Restate the records word for word. Include no pictures.

■ Supplied material:
#####

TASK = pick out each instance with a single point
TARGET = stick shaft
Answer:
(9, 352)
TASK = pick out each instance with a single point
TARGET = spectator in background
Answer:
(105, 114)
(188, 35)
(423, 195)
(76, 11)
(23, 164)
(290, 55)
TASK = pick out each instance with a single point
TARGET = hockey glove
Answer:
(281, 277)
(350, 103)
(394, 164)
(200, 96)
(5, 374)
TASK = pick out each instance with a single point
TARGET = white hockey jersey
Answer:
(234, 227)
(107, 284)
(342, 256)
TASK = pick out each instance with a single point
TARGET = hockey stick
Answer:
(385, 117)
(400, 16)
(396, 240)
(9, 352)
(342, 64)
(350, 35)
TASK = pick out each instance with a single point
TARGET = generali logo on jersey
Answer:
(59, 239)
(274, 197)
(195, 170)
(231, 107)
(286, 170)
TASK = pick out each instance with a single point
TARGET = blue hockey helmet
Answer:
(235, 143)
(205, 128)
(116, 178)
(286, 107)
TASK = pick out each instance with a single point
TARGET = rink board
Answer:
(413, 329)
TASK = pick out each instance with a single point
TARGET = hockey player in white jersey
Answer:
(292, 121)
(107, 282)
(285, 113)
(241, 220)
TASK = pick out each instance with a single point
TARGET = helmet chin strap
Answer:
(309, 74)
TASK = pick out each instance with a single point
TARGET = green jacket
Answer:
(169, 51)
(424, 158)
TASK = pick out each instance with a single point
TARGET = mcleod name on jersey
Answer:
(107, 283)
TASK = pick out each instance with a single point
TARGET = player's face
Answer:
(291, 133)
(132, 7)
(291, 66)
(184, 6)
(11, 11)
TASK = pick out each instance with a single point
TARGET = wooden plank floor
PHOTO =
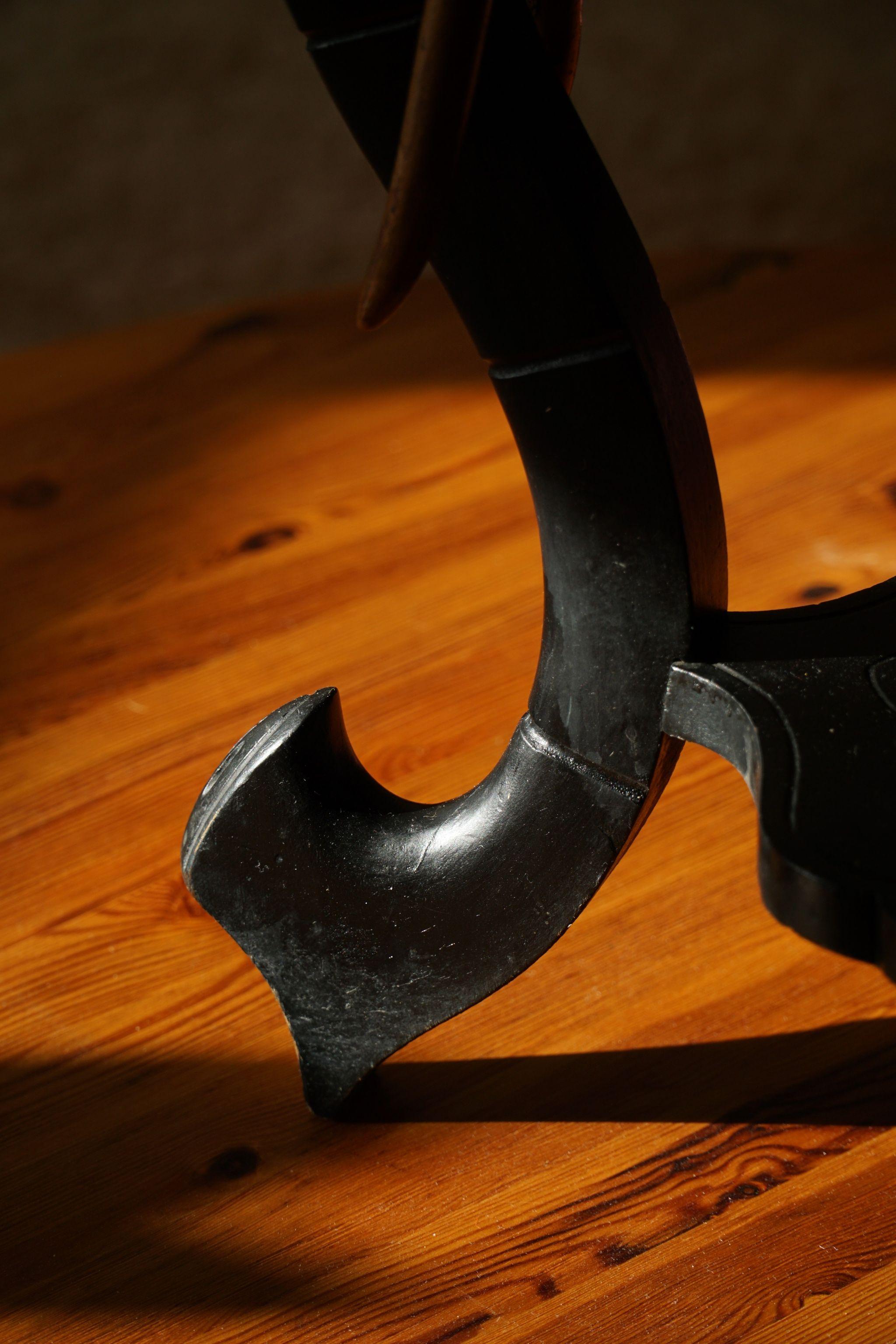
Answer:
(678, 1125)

#####

■ Task solution:
TASK = pick out each instance with a single point
TARGET = stick shaft
Answer:
(9, 352)
TASK = pick out each instance with a single point
TARGET = spectator in background
Answer:
(105, 114)
(188, 35)
(423, 195)
(76, 11)
(23, 164)
(290, 55)
TASK = pick out each instance with a single point
TARGET = hockey glove
Answer:
(281, 277)
(350, 103)
(394, 164)
(200, 96)
(5, 374)
TASK = pick out each instance with a single point
TARGET = white hockey jersey
Answer:
(234, 227)
(107, 284)
(342, 256)
TASK = pick out each instance with a single point
TARGET = hockey stick
Answer:
(385, 117)
(400, 16)
(396, 240)
(9, 352)
(342, 64)
(350, 35)
TASK = pick out each instance with a single point
TARGET = generali logo on jersey
Answer:
(59, 239)
(274, 197)
(195, 170)
(231, 107)
(286, 170)
TASK = pick out each instance with a single point
TARGET = blue hockey helmet
Answer:
(235, 143)
(205, 128)
(116, 178)
(286, 107)
TASK = pick out each instance with a single point
TARGET = rink board
Answer:
(413, 329)
TASK = pick out each instance with a single point
TARGET = hockey player in white jersey
Answer:
(292, 121)
(107, 282)
(285, 113)
(241, 220)
TASK = pick out each instance with a single point
TARGET = helmet chin strap
Answer:
(309, 74)
TASK = pick out each instance with a single point
TARGET = green jacket
Answer:
(169, 51)
(424, 158)
TASK = pick out each instance with a single point
TARGET = mcleod name on jersey
Answer:
(107, 283)
TASK = pick out each instance with a single point
TARGET = player's face
Answer:
(291, 133)
(132, 7)
(291, 66)
(184, 6)
(11, 11)
TASK = pick out each instance with a single point
TARGET = wooden plank floor
PHOTO =
Answer:
(678, 1125)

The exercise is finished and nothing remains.